*** EXERCISE DATA Section Begins ***

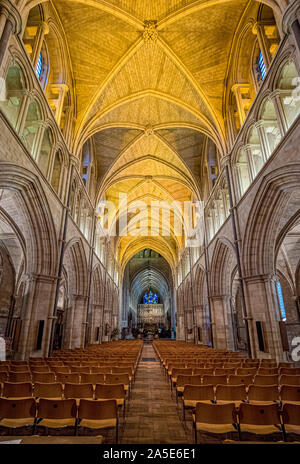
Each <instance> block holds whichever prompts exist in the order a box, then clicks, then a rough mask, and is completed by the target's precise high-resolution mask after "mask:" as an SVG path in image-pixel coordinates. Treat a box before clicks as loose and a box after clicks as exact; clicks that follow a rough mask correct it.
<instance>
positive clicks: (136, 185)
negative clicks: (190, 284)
mask: <svg viewBox="0 0 300 464" xmlns="http://www.w3.org/2000/svg"><path fill="white" fill-rule="evenodd" d="M24 1H25V0H24ZM29 3H30V4H31V5H34V4H37V3H38V2H37V0H29ZM51 5H52V7H53V9H54V10H55V11H56V14H57V16H58V17H59V20H60V22H61V26H62V28H63V30H64V34H65V38H66V42H67V45H68V49H69V56H70V67H71V69H72V74H73V80H74V88H75V96H76V118H75V136H74V152H75V153H77V155H78V157H79V156H80V153H81V148H82V145H83V143H84V142H85V141H86V140H88V139H89V138H90V137H92V141H93V146H94V153H95V158H96V170H97V178H98V200H99V199H108V200H110V201H113V202H114V203H115V204H116V206H117V204H118V203H117V200H118V195H119V192H123V193H126V194H127V195H128V202H129V203H130V202H131V201H133V200H143V201H144V202H145V203H146V204H147V207H148V208H150V203H151V201H153V200H165V201H168V202H172V201H175V200H176V201H180V202H184V201H189V200H199V199H201V186H202V182H203V170H204V162H205V159H204V156H205V153H206V152H205V150H206V147H207V144H208V143H212V142H211V141H213V142H214V144H215V147H216V150H217V151H218V153H219V156H220V157H221V156H223V155H224V154H225V153H226V141H225V135H224V134H225V128H224V126H225V125H224V115H223V104H224V93H225V85H226V76H227V71H228V64H229V58H230V54H231V51H232V44H233V41H234V37H235V33H236V31H237V28H238V26H239V24H240V22H241V21H242V19H243V17H244V16H245V15H246V14H253V15H254V16H255V14H256V12H257V10H258V8H259V3H258V2H255V1H254V0H250V1H249V0H155V1H149V0H138V1H134V0H53V1H52V2H51ZM249 12H250V13H249ZM209 141H210V142H209ZM174 214H176V213H174ZM116 220H118V214H117V215H116ZM139 224H140V230H141V232H142V236H132V235H130V234H128V235H127V236H124V237H118V238H117V239H116V241H117V243H116V248H115V249H116V255H117V256H116V257H117V258H118V260H119V262H120V264H121V265H122V266H123V269H124V266H125V265H126V262H128V260H129V259H130V257H131V256H133V255H134V254H135V253H136V252H138V251H139V250H141V249H144V248H145V247H149V248H153V249H154V250H156V251H157V252H159V253H161V254H163V256H164V257H165V258H166V259H167V261H168V262H169V264H170V265H171V266H174V265H175V264H176V262H177V260H178V257H179V255H180V253H181V252H182V249H183V248H184V245H185V243H184V238H183V237H177V236H176V235H175V233H174V230H171V233H170V235H169V236H164V235H163V233H162V231H160V233H159V235H158V236H153V235H151V233H150V228H149V224H148V223H147V220H146V218H143V217H140V221H139ZM155 227H157V228H160V229H162V221H161V219H158V221H157V224H155Z"/></svg>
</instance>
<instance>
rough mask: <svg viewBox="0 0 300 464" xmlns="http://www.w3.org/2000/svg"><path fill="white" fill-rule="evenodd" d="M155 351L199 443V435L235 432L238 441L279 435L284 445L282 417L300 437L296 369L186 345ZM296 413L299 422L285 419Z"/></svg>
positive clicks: (156, 343)
mask: <svg viewBox="0 0 300 464" xmlns="http://www.w3.org/2000/svg"><path fill="white" fill-rule="evenodd" d="M153 345H154V349H155V351H156V353H157V355H158V357H159V359H160V361H161V366H162V369H163V370H164V372H165V373H166V378H167V379H168V381H170V386H171V394H172V389H173V388H176V401H177V403H179V399H181V405H182V418H183V420H184V421H185V420H186V415H185V412H186V410H191V411H192V421H193V427H194V432H195V441H197V431H202V432H206V431H210V432H213V433H225V432H230V431H236V432H237V434H238V437H239V438H241V431H246V430H247V431H255V433H273V432H274V431H281V432H282V435H283V436H284V439H286V428H285V426H284V423H283V417H285V423H286V425H287V428H288V427H289V425H292V426H293V427H294V429H296V430H298V433H299V432H300V427H298V426H300V423H299V420H300V409H299V408H300V369H297V368H296V367H295V366H294V365H293V364H290V363H278V364H277V363H276V361H275V360H261V361H260V360H247V359H246V358H241V357H237V356H233V353H231V352H229V351H227V352H225V351H222V352H218V351H217V350H213V349H212V348H209V347H203V346H202V347H197V349H195V346H192V347H191V344H188V343H186V342H183V341H180V342H178V341H174V342H171V343H170V344H168V343H166V342H161V341H157V342H154V344H153ZM229 356H230V363H229V362H227V359H228V358H229ZM221 357H222V359H220V358H221ZM203 364H205V367H203ZM200 365H201V367H200ZM230 365H231V367H229V366H230ZM289 383H290V384H289ZM288 405H289V406H288ZM293 407H295V409H297V411H298V412H297V413H298V415H299V417H298V419H297V420H296V419H295V417H294V415H293V417H292V416H291V415H288V414H287V409H288V408H291V409H292V408H293ZM283 411H285V413H284V412H283ZM275 416H276V420H274V417H275ZM291 417H292V418H291ZM229 419H230V420H229ZM288 422H289V424H288ZM274 424H276V426H275V427H274Z"/></svg>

*** EXERCISE DATA Section Ends ***

● WHAT IS REQUIRED:
Pictures aside, restate all of the entries exactly.

● SOLUTION FOR THIS EXERCISE:
Each <instance> block holds whichever prompts exist in the order a box, then clicks, then a rough mask, and is completed by the target's precise high-resolution mask after "mask:" as an SVG path in image-pixel coordinates. Treat a box before clicks as loose and a box after clicks as exact; clicks that follow a rough mask correct it.
<instance>
positive clicks: (136, 185)
negative clicks: (190, 284)
mask: <svg viewBox="0 0 300 464" xmlns="http://www.w3.org/2000/svg"><path fill="white" fill-rule="evenodd" d="M24 1H25V0H24ZM29 3H30V4H31V5H34V4H37V3H38V2H37V0H29ZM51 5H52V7H53V9H54V10H55V11H56V14H57V16H58V17H59V20H60V22H61V26H62V28H63V30H64V34H65V38H66V42H67V45H68V49H69V56H70V67H71V69H72V74H73V80H74V88H75V96H76V118H75V136H74V152H75V153H77V155H78V157H79V156H80V153H81V148H82V145H83V143H84V142H85V141H86V140H88V139H89V138H90V137H92V141H93V146H94V153H95V158H96V170H97V178H98V200H99V199H108V200H110V201H113V202H114V203H115V204H116V206H117V204H118V203H117V200H118V195H119V192H123V193H126V194H127V195H128V202H129V203H130V202H131V201H133V200H143V201H144V202H145V203H146V204H147V207H148V208H150V203H151V201H153V200H165V201H168V202H172V201H175V200H176V201H180V202H184V201H189V200H199V199H201V186H202V182H203V170H204V162H205V159H204V156H205V153H206V152H205V150H206V147H207V144H208V143H212V142H211V141H213V142H214V144H215V147H216V150H217V151H218V153H219V156H220V157H221V156H223V155H224V154H225V153H226V141H225V135H224V134H225V128H224V126H225V125H224V115H223V104H224V93H225V85H226V76H227V71H228V64H229V58H230V54H231V51H232V44H233V41H234V37H235V33H236V31H237V28H238V26H239V24H240V22H241V21H242V19H243V17H244V16H245V15H246V14H253V15H254V16H255V14H256V12H257V10H258V8H259V3H258V2H255V1H254V0H250V1H249V0H155V1H149V0H138V1H134V0H53V1H52V2H51ZM249 12H250V13H249ZM209 141H210V142H209ZM174 214H176V213H174ZM116 220H118V214H117V215H116ZM139 224H140V230H141V232H142V236H132V235H130V234H128V235H127V236H124V237H118V238H117V239H116V241H117V243H116V248H115V249H116V255H117V256H116V257H117V258H118V260H119V262H120V264H121V265H122V266H123V269H124V266H125V265H126V262H128V260H129V259H130V257H131V256H133V255H134V254H135V253H136V252H138V251H139V250H141V249H144V248H145V247H149V248H153V249H154V250H156V251H157V252H159V253H161V254H163V256H164V257H165V258H166V259H167V261H168V262H169V264H170V265H171V266H174V265H175V264H176V262H177V260H178V257H179V255H180V253H181V252H182V249H183V248H184V245H185V243H184V238H183V237H177V236H176V235H175V233H174V230H171V233H170V235H169V236H164V235H163V233H162V231H160V233H159V235H158V236H153V235H151V233H150V228H149V224H148V223H147V220H146V218H143V217H140V221H139ZM155 227H157V228H160V229H162V221H161V219H158V221H157V224H155Z"/></svg>
</instance>
<instance>
rough mask: <svg viewBox="0 0 300 464" xmlns="http://www.w3.org/2000/svg"><path fill="white" fill-rule="evenodd" d="M155 351L199 443V435L235 432L238 441L279 435L284 445L282 417L300 437L296 369L186 345ZM296 413L299 422L285 419Z"/></svg>
positive clicks: (156, 343)
mask: <svg viewBox="0 0 300 464" xmlns="http://www.w3.org/2000/svg"><path fill="white" fill-rule="evenodd" d="M153 345H154V349H155V351H156V353H157V355H158V357H159V359H160V361H161V366H162V369H163V370H164V372H165V373H166V378H167V379H168V381H170V386H171V394H172V389H173V388H176V401H177V403H179V399H181V405H182V418H183V420H184V421H185V420H186V415H185V412H186V410H191V411H192V421H193V427H194V432H195V441H197V431H202V432H206V431H210V432H213V433H225V432H230V431H236V432H237V434H238V437H239V438H241V431H246V430H247V431H255V433H273V432H274V431H281V432H282V435H283V436H284V439H286V428H285V426H284V423H283V417H285V423H286V425H287V428H288V427H289V425H292V426H293V427H294V429H296V430H298V433H299V432H300V427H298V426H300V423H299V420H300V409H299V408H300V369H297V368H296V367H295V366H294V365H293V364H290V363H278V364H277V363H276V361H275V360H261V361H260V360H247V359H246V358H241V357H237V356H233V353H231V352H229V351H227V352H225V351H222V352H218V351H217V350H213V349H212V348H209V347H203V346H202V347H197V349H195V346H192V347H191V344H188V343H186V342H183V341H180V342H178V341H174V342H171V343H170V344H168V343H166V342H161V341H157V342H154V344H153ZM229 356H230V363H229V362H227V359H228V358H229ZM221 357H222V359H220V358H221ZM203 364H205V367H203ZM200 365H201V367H200ZM230 365H231V367H229V366H230ZM289 383H290V384H289ZM288 405H289V406H288ZM293 407H295V409H297V411H298V412H297V413H298V415H299V417H298V419H297V420H296V419H295V417H294V415H293V417H292V416H291V415H288V414H287V409H288V408H291V409H292V408H293ZM283 411H285V413H284V412H283ZM275 416H276V420H274V417H275ZM291 417H292V418H291ZM229 419H230V420H229ZM288 422H289V424H288ZM274 424H276V426H275V427H274Z"/></svg>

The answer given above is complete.